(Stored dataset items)
::::

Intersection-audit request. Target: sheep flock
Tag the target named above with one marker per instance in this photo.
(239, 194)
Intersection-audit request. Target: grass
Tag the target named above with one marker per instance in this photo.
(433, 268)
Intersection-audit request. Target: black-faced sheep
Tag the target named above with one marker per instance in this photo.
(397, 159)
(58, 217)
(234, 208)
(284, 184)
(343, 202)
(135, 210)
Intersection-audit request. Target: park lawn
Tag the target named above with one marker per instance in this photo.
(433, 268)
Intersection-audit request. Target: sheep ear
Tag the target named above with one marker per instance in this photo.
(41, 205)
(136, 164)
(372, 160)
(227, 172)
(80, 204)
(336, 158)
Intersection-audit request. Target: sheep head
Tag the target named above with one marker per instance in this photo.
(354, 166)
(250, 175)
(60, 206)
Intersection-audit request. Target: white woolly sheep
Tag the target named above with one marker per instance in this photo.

::::

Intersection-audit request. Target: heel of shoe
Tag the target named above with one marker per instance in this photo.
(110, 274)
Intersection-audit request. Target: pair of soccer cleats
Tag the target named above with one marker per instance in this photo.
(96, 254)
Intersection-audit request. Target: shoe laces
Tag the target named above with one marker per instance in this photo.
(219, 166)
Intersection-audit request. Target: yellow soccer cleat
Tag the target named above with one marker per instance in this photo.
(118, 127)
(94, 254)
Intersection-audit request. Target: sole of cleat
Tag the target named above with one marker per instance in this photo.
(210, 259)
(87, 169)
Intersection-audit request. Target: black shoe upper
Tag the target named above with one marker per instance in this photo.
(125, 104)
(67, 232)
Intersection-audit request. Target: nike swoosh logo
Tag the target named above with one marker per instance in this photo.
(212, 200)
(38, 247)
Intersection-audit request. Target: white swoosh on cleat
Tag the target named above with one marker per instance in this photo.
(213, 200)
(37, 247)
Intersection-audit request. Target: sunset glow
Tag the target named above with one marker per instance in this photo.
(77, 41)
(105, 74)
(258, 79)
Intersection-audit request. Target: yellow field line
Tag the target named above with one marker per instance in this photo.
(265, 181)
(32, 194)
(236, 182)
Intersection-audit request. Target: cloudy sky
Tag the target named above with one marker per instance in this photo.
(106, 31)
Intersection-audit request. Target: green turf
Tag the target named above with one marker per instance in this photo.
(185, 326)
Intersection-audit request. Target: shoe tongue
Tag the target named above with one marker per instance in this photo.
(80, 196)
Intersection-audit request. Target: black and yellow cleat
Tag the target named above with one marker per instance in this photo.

::::

**WHAT IS BEING ASKED:** In the entries above, find each line containing the string "black" and copy it.

**RESULT OF THE EXERCISE:**
Intersection-audit request. Target: black-faced sheep
Intersection-audit request. Target: black shoe upper
Intersection-audit request. Target: black and yellow cleat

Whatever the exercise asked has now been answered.